● Document excerpt

╔══

Dear standard language police: get back in your box

While some error-laden comments are confusing to read, the majority are still comprehensible. So why aggressively attack commenters on their language errors?

OP-EDIn the age of internet and social media, a lot of people spend their time online. Newspapers often publish articles online before or instead of printing them. Much of the social lives of the younger generations will have been formed online, a medium for socialisation very different to that of our older generations. This is true in a broad sense but is crucial when considering language.

Prior to the age of internet and social media, much of a child’s socialisation took place using spoken forms of language, with a shift towards texting in the years preceding the emergence of social media. Personally, my childhood was in the spoken language era but my teenage years marked the move to written language.

One issue I had not considered until recently was how this shift to written language and spaces such as social media would affect relationships between language and power, namely how variation is much more acceptable in spoken language than written language. The shift to social lives occurring through writing raises questions about how those using the “standard” form of the language are treated compared to those whose language was quite far from recognisable as standard. Sadly, I only considered this issue when I was confronted with the answer.

When reading an article online recently, I looked at the comment section and found a comment thread where the original comment was written in non-standard English with many “mistakes” (the kind a teacher would correct with red pen). In responses to this many people were either only correcting the mistakes, or worse again, deciding based on these mistakes that the opinion in the comment was not worth engaging with. The comments about the language in this comment were decidedly more hostile, personal and aggressive than the bulk of comments responding to divisive opinions.

This got me thinking about how common it was to come across parallel situations, and I was easily able to find other articles where the same thing had occurred. What I found particularly interesting was that while some of these kinds of error-laden comments are confusing to read, the majority are still comprehensible. So why aggressively attack the commenter on their language errors?

Language standardisation

The answer to that question ties into language history, specifically the history of language standardisation – fascinating stuff that I cannot do justice in a short article. I’m instead going to flag up a few of the main points that answer my question:

  • We suspect/theories support the idea that language originally developed as a means of communication between individuals and only a small portion of modern grammar systems are necessary to ensure intelligible communication; the vast majority has no bearing on our ability to understand one another. This raises more general questions about why we enforce rules that are irrelevant to understanding one another. In the example above, if the errors being made by one language user did not drastically impair their ability to be understood, then why make that the focus of the criticism?
  • Languages are often seen as spoken/written forms that are not understandable to someone who speaks a different language. However, if I speak a dialect to someone who speaks a similar dialect, both of us should be able to understand one another. Language/dialect distinctions are not purely theoretical, but often incorporate factors such as political impact of being able to tie a group of individuals to a language (and the power one can claim with that link compared to the lesser power associated with a dialect).

╚══

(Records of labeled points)
╔══

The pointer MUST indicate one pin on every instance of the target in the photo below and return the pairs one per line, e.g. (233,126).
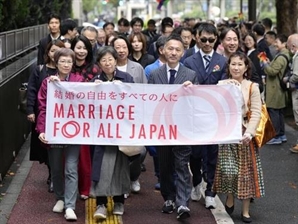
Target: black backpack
(287,73)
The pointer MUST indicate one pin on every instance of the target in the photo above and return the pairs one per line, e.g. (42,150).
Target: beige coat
(256,106)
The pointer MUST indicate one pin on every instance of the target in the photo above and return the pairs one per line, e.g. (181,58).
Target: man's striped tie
(207,59)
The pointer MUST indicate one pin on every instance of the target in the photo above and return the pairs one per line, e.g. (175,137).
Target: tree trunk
(286,16)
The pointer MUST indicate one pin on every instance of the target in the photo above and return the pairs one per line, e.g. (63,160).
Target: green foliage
(89,5)
(16,14)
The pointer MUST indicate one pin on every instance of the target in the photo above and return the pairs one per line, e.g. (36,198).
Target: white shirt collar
(203,54)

╚══

● The exercise
Please rewrite the op-ed between "While some error-laden" and "commenters on their language errors?", inclusive, changing "commenters" to "writers". This material comes from a separate source.

● Response for this exercise
While some error-laden comments are confusing to read, the majority are still comprehensible. So why aggressively attack writers on their language errors?